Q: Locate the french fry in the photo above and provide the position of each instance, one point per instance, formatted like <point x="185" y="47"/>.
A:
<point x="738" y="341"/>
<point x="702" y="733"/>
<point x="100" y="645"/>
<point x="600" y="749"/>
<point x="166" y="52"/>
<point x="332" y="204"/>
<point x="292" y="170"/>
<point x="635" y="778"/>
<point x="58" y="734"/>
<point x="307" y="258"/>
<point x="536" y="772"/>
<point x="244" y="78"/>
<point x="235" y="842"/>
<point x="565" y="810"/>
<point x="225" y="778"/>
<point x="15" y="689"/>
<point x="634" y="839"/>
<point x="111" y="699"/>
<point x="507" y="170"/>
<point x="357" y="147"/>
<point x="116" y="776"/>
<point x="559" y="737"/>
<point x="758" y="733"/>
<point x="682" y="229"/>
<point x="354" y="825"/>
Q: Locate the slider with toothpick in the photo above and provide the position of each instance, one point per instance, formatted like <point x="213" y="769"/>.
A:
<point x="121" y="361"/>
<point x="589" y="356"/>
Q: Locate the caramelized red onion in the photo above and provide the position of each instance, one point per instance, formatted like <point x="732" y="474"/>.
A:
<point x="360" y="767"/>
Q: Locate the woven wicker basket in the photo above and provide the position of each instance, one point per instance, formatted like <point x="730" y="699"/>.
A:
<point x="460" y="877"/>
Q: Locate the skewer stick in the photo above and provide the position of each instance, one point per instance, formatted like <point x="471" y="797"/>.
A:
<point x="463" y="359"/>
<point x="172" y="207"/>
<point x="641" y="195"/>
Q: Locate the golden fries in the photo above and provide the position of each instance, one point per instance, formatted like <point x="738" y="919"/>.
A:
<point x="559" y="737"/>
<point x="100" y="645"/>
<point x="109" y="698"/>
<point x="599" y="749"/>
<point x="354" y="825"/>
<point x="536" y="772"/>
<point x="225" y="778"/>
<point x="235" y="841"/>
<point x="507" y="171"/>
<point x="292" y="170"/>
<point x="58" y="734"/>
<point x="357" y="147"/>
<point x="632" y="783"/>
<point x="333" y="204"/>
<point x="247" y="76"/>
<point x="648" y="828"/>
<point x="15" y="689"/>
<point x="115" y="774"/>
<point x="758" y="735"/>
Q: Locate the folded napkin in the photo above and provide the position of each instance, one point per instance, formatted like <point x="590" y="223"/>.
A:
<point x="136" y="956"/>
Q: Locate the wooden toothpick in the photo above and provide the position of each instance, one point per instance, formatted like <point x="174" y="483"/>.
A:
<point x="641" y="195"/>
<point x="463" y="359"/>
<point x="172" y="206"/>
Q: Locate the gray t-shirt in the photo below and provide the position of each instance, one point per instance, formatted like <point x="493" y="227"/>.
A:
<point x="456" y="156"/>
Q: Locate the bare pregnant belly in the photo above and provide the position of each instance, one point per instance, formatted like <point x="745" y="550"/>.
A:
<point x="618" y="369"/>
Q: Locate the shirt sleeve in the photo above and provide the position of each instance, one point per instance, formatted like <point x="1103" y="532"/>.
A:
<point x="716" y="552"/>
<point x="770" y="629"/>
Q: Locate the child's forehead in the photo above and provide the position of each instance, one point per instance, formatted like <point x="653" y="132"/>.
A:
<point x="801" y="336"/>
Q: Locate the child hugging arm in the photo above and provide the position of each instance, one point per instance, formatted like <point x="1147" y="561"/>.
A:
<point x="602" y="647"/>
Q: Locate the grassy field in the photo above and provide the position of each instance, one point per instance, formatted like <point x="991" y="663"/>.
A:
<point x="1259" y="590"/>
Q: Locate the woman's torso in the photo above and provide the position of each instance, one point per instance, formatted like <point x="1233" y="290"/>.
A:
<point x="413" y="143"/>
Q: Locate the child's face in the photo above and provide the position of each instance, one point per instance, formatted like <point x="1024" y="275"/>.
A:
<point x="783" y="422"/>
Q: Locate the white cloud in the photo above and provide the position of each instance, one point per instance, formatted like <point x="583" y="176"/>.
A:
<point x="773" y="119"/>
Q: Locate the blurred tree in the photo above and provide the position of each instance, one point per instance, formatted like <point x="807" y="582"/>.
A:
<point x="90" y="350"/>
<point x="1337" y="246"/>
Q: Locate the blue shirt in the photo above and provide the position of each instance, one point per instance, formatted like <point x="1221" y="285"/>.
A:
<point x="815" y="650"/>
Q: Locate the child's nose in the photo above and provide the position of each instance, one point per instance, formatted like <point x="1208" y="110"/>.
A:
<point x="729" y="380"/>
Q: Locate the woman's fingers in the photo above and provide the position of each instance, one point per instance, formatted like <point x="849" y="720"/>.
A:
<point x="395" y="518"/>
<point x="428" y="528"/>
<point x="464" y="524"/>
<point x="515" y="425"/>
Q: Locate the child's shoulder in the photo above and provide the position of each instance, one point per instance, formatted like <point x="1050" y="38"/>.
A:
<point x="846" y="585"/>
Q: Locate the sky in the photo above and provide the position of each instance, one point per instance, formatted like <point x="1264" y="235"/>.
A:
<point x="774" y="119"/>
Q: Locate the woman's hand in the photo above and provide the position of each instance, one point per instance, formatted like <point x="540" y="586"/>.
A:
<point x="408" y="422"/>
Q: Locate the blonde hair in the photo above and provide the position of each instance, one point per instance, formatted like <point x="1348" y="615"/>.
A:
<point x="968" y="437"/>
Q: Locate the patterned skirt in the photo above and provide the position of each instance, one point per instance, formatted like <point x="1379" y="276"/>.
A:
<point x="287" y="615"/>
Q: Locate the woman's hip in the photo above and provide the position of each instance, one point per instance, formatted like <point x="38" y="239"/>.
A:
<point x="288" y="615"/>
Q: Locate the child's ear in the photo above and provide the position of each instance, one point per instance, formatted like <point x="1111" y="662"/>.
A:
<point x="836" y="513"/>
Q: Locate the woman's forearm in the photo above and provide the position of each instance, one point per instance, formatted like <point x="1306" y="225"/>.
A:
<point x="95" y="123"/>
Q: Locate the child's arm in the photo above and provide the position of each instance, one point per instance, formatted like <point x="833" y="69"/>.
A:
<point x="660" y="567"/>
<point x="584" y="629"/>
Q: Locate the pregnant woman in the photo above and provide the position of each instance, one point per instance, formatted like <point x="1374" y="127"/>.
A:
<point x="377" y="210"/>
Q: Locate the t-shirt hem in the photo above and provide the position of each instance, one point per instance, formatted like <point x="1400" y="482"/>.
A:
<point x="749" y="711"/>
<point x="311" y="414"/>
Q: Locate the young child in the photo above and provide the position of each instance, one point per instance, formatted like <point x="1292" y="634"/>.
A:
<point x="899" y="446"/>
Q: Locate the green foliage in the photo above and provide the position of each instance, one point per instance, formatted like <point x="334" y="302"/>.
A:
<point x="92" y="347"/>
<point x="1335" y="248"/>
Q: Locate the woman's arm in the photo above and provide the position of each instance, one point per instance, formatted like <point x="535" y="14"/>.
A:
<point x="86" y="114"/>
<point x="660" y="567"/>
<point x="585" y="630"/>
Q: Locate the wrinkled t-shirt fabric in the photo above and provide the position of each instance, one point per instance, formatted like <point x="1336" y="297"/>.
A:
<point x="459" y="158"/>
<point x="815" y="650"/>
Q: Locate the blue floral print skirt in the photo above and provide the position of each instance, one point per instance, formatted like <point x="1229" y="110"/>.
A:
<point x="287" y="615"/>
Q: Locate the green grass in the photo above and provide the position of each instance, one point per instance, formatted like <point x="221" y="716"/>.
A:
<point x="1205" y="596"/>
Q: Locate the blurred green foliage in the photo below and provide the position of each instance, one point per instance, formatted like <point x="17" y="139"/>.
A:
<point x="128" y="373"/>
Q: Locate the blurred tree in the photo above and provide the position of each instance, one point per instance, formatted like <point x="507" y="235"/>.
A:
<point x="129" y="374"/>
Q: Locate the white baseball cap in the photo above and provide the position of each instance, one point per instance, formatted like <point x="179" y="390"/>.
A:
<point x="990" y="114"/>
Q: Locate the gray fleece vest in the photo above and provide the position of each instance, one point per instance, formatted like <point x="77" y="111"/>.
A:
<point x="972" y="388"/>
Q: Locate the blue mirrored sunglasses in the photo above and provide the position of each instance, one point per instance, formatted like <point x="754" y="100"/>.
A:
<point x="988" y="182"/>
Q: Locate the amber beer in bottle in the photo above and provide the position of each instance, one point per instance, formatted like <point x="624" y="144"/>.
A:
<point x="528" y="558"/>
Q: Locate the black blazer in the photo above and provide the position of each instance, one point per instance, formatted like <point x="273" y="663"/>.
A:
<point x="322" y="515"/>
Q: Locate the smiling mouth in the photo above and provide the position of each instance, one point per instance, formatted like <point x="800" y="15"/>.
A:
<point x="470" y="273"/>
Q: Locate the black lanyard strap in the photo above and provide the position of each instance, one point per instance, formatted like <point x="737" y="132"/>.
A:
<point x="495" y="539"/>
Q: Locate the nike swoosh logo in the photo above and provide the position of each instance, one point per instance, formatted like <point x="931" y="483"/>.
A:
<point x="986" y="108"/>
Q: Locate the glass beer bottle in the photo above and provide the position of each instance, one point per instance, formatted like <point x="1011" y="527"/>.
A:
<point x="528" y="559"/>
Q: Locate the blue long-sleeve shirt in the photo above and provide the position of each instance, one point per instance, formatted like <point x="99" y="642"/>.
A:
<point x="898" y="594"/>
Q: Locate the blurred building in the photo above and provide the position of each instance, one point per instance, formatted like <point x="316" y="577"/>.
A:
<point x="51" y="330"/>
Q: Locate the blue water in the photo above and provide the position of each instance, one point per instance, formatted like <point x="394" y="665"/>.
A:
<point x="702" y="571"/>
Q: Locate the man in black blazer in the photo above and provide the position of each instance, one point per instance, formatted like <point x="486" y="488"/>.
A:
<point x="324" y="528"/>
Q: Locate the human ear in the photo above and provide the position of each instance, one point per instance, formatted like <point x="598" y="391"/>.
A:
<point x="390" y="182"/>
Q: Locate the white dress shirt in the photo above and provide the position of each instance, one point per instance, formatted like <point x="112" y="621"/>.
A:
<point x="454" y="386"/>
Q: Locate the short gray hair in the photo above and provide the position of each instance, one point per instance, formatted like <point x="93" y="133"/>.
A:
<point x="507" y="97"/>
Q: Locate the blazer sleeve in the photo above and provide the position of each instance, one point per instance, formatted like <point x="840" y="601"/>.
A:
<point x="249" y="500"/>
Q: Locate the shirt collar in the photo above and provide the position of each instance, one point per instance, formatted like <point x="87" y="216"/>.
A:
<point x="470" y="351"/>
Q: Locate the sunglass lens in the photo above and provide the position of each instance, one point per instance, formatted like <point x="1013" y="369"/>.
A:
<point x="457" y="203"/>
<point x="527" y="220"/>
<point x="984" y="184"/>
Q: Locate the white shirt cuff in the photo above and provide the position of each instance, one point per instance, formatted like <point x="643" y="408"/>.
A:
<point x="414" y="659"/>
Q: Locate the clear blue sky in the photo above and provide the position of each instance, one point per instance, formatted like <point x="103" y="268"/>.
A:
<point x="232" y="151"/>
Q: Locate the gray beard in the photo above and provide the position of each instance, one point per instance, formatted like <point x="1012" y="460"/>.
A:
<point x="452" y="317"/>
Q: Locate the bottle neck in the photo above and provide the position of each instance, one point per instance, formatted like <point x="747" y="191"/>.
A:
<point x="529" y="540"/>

§ §

- [What you need to do]
Count every line of the entries that holds the string "sleeve". Please answer with the count alone.

- [Result for this task]
3